SET PROBLEM A: Repeat every line of the records in the stretch from the line containing "For the benchmark card, identify each instance of the sand pile" through the end of the records, both ends included. Keep the requests, and offset each coordinate in the answers by 14.

Screw the fry when you sell the colony hit me up!


----------



## TitoTee (Feb 18, 2006)

eklikewhoa said:


> Screw the fry when you sell the colony hit me up!


Are you afraid the fry wont look as good opcorn:


----------



## IrkedCitizen (Apr 26, 2007)

He wants to increase his colony size.


----------



## eklikewhoa (Jul 11, 2006)

TitoTee said:


> eklikewhoa said:
> 
> 
> > Screw the fry when you sell the colony hit me up!
> ...


Of course not.... fry would become fish food for my Plagiostoma that I have in with my colony so why bother? I am already feeding it fry from my colony which is free so it's cool but if I have to put out money for fish food it won't make me so happy to have it.


----------



## Corvette427 (Dec 29, 2007)

great..........


----------



## smidey (Mar 15, 2007)

you guys are so lucky to get what ever fish you want. here in NZ we don't get much choice at we are so far away from africa its costs way too much to getthem here & import laws etc limit what we can import to. I have just got my first tropheus, duboisi & they are quite rare here & cost a packet to!


----------



## TitoTee (Feb 18, 2006)

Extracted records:

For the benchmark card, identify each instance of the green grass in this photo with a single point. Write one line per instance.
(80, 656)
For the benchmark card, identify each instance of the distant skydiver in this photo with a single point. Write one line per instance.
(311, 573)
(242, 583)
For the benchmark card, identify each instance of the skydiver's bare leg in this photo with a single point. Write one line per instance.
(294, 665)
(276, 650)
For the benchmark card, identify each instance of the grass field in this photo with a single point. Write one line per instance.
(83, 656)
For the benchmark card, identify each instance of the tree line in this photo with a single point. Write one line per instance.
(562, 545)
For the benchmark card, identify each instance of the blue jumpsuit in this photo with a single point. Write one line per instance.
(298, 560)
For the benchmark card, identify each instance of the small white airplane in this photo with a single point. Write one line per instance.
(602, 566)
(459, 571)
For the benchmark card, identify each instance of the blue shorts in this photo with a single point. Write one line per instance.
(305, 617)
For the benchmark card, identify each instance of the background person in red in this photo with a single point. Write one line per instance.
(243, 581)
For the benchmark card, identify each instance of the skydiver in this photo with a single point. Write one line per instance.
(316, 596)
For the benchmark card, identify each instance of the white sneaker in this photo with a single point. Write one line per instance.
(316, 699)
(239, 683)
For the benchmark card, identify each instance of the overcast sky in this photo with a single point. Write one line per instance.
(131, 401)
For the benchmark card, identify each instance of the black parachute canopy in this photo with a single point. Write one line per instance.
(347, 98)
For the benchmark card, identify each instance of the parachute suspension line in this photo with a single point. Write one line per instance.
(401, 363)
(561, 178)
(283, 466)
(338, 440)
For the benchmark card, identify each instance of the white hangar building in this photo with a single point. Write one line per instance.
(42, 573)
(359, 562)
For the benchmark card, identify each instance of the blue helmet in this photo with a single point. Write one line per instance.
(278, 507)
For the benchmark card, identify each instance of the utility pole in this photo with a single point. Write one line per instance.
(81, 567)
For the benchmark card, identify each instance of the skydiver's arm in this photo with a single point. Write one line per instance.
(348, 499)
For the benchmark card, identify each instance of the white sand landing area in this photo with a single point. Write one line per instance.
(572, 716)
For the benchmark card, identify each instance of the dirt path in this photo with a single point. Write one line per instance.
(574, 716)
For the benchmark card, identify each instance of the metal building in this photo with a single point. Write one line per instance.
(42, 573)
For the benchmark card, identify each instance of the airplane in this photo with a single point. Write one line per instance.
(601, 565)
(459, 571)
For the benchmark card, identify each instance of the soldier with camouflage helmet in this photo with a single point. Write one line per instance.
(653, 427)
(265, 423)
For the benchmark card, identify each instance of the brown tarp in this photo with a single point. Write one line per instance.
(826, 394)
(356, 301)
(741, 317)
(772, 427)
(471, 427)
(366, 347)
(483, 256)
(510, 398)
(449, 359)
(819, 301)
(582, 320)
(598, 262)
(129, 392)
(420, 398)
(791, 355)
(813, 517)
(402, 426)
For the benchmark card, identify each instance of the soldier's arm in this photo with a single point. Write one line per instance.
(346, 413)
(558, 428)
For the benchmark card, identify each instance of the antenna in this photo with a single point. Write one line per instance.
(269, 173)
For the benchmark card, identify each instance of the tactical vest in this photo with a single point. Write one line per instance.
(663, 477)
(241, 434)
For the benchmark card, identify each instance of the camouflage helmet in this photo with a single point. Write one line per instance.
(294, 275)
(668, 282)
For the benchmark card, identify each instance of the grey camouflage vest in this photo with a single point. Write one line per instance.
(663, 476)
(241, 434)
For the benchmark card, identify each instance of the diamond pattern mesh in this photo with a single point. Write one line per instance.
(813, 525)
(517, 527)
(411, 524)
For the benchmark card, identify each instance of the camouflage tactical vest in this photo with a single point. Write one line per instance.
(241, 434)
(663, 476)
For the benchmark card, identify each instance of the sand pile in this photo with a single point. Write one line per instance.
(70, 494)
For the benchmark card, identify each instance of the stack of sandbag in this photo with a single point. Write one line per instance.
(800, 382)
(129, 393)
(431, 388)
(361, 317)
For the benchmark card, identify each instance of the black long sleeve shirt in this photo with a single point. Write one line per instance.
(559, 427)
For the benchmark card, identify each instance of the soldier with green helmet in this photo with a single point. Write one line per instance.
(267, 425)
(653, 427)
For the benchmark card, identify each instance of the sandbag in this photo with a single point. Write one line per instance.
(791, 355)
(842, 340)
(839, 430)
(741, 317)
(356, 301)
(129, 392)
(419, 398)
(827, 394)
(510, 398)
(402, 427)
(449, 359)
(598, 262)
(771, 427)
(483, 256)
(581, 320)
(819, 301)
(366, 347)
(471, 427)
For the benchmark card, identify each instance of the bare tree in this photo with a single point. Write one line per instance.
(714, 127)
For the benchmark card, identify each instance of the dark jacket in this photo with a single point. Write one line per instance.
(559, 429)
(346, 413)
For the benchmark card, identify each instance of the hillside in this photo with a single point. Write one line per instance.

SET PROBLEM B: Do these statements agree with the forum thread? (i) eklikewhoa already feeds fry from the colony to the Plagiostoma. (ii) smidey says it is cheap to bring fish into NZ. (iii) IrkedCitizen says eklikewhoa wants to make his colony smaller.

TASK ANSWER A:
For the benchmark card, identify each instance of the sand pile in this photo with a single point. Write one line per instance.
(84, 508)
For the benchmark card, identify each instance of the stack of sandbag in this photo with a single point. Write one line per instance.
(814, 396)
(143, 407)
(445, 402)
(375, 331)
For the benchmark card, identify each instance of the black long sleeve shirt in this photo with a single point. Write one line per instance.
(573, 441)
For the benchmark card, identify each instance of the soldier with green helmet in this photo with a single point. Write one line per instance.
(281, 439)
(667, 441)
For the benchmark card, identify each instance of the sandbag in this photo with a single point. Write one line per instance.
(805, 369)
(856, 354)
(853, 444)
(755, 331)
(370, 315)
(143, 406)
(433, 412)
(841, 408)
(524, 412)
(416, 441)
(463, 373)
(612, 276)
(785, 441)
(497, 270)
(595, 334)
(833, 315)
(380, 361)
(485, 441)
For the benchmark card, identify each instance of the bare tree in this photo with a single point. Write one line per instance.
(728, 141)
For the benchmark card, identify each instance of the dark jacket in this photo with a single point. Write one line per instance.
(573, 443)
(360, 427)
For the benchmark card, identify each instance of the hillside in this photo with a single point. Write one line per instance.

TASK ANSWER B:
(i) Yes: "I am already feeding it fry from my colony which is free"
(ii) No: "its costs way too much to getthem here"
(iii) No: "He wants to increase his colony size."